'''

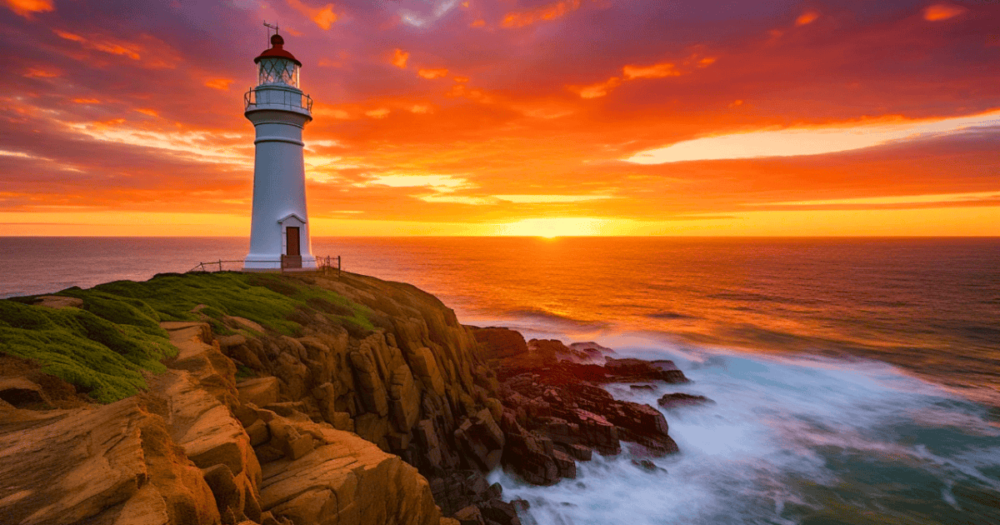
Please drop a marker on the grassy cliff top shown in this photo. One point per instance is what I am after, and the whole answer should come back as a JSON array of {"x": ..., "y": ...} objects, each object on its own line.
[{"x": 103, "y": 347}]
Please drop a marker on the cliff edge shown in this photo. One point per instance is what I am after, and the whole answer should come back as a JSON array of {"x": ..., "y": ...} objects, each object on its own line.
[{"x": 298, "y": 398}]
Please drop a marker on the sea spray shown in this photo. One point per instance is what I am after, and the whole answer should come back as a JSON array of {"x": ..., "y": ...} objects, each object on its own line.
[{"x": 789, "y": 440}]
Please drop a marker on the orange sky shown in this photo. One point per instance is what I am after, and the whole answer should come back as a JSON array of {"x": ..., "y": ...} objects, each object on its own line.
[{"x": 511, "y": 117}]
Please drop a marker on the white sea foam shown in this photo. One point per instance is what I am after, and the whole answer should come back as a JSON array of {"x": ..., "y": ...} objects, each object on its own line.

'''

▶ [Çalışma Konusu] Verilerin tamamını, "marker" ifadesinin yerine "pin" koyarak yeniden yazın ve geri kalan her şeyi olduğu gibi bırakın. Resimleri cevaba eklemeyin.

▶ [Alıştırma Cevabı]
Please drop a pin on the grassy cliff top shown in this photo. One point per instance is what I am after, and the whole answer should come back as a JSON array of {"x": ..., "y": ...} objects, each object on its own line.
[{"x": 103, "y": 347}]
Please drop a pin on the cliff edge shown in this photo. One point per instance is what I am after, and the whole answer should come back as a JSON array of {"x": ..., "y": ...} objects, each object on its own line.
[{"x": 298, "y": 398}]
Please drop a pin on the sea spray shown in this photo. One point per instance is what I am after, and the whole answer should come back as a JSON array of {"x": ..., "y": ...} objects, each object on its own line.
[{"x": 789, "y": 440}]
Please drop a pin on the orange sky shown in this photo. One point per instance is what I am after, and the whole answer should come back as a JSON array of {"x": ..., "y": ...} objects, each object on its own line.
[{"x": 511, "y": 117}]
Please drop a pin on the white sea foam shown in this photo. One point per instance is what I am after, and the whole answer should come back as a JSON array of {"x": ..., "y": ...} objects, each object on its own line.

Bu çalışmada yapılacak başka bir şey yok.